Convert the records into a Markdown table with the columns "Row" and "Line text", starting at the line that contains "Assuming the framed" and continuing through the end of the records. Put a running number in "Row", put each line in "Line text", and leave out blank lines.

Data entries
* * *
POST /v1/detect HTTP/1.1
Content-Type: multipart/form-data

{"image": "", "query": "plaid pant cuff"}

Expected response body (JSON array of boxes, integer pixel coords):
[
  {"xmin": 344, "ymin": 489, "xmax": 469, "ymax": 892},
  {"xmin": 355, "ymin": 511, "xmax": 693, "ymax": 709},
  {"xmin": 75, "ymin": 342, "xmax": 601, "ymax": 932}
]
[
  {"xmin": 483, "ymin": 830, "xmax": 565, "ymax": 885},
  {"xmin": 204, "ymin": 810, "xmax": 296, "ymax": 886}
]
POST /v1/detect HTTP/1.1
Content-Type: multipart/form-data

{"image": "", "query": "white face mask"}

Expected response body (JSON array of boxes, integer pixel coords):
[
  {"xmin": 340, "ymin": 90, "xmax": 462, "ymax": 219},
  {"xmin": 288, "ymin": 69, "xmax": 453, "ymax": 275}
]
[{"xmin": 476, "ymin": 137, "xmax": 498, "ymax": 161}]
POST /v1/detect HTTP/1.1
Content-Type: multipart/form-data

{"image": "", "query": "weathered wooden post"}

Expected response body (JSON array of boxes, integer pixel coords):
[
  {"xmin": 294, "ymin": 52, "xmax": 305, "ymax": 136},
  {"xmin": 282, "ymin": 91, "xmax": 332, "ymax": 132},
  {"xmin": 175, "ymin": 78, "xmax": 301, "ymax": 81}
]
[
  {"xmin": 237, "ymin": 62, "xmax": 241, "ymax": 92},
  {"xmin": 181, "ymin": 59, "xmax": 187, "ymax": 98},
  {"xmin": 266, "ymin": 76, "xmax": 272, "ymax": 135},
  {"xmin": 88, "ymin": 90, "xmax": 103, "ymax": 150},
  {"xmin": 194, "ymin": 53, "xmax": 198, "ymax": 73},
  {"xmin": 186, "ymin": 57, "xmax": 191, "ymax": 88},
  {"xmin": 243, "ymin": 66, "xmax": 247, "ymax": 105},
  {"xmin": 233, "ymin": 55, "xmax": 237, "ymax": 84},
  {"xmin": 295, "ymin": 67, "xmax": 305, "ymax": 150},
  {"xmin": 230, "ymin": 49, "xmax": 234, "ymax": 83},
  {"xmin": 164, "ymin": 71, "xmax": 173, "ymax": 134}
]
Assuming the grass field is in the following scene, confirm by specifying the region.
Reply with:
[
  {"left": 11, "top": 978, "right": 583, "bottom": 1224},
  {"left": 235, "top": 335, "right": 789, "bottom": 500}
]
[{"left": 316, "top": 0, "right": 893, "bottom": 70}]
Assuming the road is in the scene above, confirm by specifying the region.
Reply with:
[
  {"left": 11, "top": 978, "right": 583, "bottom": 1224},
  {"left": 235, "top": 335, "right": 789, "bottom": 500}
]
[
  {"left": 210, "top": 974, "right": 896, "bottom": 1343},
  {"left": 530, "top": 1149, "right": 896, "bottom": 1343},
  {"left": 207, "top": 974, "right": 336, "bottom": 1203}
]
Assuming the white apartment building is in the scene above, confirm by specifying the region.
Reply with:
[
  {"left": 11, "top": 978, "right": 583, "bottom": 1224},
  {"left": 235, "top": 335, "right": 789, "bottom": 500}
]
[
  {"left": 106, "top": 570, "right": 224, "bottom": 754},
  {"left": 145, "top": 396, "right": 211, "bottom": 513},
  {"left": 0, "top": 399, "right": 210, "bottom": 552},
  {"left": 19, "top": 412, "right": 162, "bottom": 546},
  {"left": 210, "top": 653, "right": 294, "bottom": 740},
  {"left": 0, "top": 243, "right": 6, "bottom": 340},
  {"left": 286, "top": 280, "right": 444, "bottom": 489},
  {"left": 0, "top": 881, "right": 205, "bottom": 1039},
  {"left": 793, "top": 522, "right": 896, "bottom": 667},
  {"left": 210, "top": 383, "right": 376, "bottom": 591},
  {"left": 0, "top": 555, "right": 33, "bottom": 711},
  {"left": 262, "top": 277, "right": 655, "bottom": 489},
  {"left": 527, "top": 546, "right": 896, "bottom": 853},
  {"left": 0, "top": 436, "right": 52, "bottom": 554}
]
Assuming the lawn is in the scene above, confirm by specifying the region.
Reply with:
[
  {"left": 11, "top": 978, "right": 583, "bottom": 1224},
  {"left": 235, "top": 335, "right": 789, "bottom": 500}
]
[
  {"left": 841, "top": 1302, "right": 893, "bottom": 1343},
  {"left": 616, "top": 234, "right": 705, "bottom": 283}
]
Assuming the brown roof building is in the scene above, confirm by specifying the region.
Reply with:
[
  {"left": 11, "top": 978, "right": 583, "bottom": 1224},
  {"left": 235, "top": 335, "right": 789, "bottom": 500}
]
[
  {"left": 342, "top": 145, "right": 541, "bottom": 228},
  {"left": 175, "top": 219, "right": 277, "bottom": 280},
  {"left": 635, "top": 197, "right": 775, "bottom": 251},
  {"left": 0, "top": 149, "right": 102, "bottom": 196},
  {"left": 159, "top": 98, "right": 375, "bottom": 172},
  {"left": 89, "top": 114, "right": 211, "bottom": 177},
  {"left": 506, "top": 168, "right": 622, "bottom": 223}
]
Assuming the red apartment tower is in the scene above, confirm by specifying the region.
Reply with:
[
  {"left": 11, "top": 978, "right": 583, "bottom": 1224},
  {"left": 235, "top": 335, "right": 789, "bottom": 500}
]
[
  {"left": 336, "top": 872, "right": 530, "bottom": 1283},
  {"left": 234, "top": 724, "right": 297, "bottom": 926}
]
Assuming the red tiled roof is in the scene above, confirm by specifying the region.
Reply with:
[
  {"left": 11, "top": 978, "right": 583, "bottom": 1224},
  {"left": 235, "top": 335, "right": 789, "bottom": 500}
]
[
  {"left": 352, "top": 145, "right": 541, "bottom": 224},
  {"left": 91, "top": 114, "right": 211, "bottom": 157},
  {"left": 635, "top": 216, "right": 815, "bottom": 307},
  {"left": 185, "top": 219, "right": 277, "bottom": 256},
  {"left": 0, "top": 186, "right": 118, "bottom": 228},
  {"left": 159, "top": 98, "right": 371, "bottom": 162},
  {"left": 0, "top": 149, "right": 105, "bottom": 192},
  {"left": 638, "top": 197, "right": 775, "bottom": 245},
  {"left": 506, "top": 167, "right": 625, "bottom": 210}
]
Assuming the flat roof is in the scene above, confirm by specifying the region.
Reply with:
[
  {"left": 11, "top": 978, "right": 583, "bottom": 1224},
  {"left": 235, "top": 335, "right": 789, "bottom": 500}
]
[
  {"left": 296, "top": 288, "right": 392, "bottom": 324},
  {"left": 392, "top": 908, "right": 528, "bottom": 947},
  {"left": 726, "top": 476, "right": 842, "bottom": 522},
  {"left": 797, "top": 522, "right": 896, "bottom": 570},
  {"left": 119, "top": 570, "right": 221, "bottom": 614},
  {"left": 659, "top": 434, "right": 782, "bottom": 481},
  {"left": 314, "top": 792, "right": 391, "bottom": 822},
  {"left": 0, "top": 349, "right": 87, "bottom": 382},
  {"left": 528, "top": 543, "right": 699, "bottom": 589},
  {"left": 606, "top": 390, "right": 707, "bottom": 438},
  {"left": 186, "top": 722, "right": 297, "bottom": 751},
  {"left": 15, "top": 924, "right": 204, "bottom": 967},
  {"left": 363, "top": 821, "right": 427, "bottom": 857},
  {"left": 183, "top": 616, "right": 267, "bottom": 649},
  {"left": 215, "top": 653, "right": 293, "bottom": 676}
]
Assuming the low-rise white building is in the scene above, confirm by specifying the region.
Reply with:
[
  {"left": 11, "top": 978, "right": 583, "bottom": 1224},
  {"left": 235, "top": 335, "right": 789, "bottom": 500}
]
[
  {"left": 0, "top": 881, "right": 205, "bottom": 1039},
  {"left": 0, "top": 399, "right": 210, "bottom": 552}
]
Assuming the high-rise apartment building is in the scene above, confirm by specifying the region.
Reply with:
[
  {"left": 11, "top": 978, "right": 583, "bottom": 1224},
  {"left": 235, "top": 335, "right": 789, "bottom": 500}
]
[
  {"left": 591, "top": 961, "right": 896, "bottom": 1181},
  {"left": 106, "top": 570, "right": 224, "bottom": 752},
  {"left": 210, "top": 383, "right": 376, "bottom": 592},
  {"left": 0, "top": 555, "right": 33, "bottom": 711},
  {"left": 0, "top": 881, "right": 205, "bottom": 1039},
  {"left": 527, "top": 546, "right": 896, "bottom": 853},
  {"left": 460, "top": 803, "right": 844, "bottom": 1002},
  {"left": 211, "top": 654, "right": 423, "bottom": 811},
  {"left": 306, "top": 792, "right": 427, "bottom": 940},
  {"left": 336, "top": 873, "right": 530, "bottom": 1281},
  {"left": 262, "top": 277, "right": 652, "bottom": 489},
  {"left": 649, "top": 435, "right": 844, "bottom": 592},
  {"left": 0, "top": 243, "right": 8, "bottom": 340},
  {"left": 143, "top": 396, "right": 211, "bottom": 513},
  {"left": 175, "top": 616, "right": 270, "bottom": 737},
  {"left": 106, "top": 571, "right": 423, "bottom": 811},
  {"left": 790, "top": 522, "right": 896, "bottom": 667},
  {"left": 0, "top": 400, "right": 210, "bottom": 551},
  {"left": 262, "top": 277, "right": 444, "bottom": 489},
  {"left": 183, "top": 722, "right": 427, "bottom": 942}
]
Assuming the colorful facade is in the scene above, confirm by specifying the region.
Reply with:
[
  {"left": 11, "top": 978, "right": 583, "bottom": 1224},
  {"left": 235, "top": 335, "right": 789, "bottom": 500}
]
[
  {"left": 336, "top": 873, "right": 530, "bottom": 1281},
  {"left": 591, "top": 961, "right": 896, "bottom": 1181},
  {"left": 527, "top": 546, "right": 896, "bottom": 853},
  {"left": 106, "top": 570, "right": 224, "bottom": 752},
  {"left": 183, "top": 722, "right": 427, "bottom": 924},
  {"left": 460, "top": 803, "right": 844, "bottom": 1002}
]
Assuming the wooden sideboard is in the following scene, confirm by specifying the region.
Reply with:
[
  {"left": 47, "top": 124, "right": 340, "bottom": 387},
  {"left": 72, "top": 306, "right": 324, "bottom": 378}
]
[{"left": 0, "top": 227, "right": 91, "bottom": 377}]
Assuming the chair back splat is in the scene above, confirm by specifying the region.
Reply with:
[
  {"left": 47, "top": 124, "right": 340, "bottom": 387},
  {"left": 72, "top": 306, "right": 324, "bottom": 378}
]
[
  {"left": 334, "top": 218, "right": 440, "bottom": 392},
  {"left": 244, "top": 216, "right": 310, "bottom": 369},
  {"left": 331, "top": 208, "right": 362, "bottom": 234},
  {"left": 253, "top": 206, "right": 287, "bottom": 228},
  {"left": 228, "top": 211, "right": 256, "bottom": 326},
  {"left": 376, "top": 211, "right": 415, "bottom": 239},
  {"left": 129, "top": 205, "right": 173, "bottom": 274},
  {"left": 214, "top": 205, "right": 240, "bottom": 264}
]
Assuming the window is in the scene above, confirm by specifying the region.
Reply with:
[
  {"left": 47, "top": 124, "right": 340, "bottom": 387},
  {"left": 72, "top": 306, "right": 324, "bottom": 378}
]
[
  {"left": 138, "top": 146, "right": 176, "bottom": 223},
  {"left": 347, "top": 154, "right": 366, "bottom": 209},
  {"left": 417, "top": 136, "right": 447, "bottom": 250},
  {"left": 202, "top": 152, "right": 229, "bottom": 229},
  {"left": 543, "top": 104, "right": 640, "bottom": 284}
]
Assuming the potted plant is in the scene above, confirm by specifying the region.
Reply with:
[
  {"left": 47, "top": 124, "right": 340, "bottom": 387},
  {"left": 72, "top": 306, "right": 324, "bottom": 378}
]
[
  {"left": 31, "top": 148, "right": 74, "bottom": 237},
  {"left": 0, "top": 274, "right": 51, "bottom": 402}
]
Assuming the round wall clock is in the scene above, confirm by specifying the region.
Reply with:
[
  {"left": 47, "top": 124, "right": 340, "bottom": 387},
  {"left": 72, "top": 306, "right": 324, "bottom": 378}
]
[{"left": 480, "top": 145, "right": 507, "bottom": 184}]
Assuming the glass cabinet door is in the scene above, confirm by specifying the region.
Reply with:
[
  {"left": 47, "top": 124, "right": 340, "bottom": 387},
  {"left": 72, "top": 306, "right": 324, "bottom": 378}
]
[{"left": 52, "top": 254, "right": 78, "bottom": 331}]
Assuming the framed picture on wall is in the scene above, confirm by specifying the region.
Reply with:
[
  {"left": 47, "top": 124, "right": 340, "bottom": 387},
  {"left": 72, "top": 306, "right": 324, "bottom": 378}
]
* * *
◆ REPLY ◆
| Row | Line text |
|---|---|
| 1 | Assuming the framed picture on wall is in the scene above, confirm by specifying the region. |
| 2 | Reply with: |
| 3 | [ |
| 4 |   {"left": 47, "top": 124, "right": 340, "bottom": 387}, |
| 5 |   {"left": 72, "top": 306, "right": 324, "bottom": 378} |
| 6 | ] |